----- Exercise inputs

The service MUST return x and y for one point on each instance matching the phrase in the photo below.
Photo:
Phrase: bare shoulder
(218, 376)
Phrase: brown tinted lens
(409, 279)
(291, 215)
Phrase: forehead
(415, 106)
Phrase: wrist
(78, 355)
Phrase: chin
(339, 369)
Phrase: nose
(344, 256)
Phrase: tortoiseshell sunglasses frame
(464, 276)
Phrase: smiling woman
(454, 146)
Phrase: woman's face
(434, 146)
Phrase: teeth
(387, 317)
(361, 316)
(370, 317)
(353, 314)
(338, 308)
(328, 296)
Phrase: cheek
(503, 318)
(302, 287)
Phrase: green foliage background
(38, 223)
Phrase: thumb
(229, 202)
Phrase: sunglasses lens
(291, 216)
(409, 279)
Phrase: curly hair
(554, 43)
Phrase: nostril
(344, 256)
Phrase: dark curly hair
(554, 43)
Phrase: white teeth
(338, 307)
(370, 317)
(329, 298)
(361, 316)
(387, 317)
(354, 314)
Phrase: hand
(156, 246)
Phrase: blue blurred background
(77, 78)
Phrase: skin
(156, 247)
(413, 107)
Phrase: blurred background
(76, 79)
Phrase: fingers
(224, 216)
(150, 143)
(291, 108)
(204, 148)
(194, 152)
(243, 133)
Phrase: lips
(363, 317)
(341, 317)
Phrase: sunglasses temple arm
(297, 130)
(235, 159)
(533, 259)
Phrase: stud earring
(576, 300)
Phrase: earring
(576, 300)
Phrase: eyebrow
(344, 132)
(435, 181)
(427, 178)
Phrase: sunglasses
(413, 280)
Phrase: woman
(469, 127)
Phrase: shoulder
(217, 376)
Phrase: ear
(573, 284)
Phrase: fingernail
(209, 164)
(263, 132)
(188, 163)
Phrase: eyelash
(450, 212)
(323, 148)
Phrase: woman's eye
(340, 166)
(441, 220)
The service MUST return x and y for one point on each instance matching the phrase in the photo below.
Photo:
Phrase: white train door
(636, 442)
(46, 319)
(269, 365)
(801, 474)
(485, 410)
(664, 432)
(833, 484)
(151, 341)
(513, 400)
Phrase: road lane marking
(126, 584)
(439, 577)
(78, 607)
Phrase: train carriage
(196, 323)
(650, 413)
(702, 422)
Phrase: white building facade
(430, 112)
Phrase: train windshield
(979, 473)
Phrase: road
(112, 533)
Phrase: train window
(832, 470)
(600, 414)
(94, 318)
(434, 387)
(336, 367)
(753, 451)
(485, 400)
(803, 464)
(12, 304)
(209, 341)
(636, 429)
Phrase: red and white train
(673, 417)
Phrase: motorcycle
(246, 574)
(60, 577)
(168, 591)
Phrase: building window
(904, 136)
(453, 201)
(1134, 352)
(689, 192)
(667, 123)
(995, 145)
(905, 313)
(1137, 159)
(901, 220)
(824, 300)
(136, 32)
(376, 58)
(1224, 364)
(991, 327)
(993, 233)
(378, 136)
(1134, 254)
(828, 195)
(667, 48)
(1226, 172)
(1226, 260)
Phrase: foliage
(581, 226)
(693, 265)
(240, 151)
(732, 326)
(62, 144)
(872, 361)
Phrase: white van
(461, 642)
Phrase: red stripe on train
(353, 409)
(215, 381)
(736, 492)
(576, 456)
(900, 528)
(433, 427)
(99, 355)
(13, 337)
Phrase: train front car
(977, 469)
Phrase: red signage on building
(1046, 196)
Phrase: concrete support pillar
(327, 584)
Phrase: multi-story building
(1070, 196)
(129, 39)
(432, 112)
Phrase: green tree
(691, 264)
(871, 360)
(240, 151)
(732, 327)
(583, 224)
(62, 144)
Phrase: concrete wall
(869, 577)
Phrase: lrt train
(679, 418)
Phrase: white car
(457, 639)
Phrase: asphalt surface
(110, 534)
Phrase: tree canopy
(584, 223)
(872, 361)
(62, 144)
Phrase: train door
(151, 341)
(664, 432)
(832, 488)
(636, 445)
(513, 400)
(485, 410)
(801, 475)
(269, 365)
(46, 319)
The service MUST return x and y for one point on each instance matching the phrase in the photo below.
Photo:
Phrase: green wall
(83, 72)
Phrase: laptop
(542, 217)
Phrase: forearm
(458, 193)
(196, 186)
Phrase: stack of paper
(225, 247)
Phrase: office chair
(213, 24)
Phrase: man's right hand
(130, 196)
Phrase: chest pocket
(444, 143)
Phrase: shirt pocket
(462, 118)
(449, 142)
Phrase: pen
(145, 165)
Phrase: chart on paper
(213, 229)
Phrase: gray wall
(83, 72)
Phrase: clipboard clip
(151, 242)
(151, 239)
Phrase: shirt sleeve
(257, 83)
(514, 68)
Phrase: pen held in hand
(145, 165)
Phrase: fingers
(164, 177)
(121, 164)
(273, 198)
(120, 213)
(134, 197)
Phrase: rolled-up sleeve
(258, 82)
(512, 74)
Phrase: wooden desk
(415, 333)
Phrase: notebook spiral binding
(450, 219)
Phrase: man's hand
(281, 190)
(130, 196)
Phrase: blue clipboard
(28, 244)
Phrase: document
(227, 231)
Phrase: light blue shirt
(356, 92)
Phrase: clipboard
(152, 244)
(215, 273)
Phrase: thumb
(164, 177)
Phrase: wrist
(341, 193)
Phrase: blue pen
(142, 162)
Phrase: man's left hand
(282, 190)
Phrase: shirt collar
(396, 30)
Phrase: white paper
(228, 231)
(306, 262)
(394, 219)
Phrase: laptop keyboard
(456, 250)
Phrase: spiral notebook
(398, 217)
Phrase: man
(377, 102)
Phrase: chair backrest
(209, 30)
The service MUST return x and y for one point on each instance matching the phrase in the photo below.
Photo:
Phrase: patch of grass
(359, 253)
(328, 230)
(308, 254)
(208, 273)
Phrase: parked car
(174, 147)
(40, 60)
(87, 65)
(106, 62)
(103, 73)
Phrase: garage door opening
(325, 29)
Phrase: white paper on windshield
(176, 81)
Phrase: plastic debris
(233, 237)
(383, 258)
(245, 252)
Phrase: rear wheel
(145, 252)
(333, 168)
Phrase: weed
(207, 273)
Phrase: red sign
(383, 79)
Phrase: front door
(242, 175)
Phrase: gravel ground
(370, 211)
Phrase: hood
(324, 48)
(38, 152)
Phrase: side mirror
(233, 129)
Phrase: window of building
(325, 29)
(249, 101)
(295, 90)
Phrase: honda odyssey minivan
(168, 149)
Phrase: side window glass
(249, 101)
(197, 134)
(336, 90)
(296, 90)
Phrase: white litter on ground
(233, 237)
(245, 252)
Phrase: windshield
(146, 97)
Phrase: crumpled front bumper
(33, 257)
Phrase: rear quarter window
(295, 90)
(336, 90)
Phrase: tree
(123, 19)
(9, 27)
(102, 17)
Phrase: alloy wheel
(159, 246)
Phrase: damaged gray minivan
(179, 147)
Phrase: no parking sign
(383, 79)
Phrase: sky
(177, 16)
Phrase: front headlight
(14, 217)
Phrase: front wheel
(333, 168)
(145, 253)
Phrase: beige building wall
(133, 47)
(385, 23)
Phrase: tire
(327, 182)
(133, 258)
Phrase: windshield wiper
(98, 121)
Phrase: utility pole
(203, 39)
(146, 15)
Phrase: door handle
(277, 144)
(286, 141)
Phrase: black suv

----------
----- Exercise inputs

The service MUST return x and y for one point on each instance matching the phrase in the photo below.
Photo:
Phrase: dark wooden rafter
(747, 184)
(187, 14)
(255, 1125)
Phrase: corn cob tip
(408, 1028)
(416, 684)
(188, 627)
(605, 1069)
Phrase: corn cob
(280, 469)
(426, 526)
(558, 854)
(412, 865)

----------

*Work to be completed*:
Count the lines in the records above that contain the word "sunglasses", and reply with the number alone.

*Task output*:
4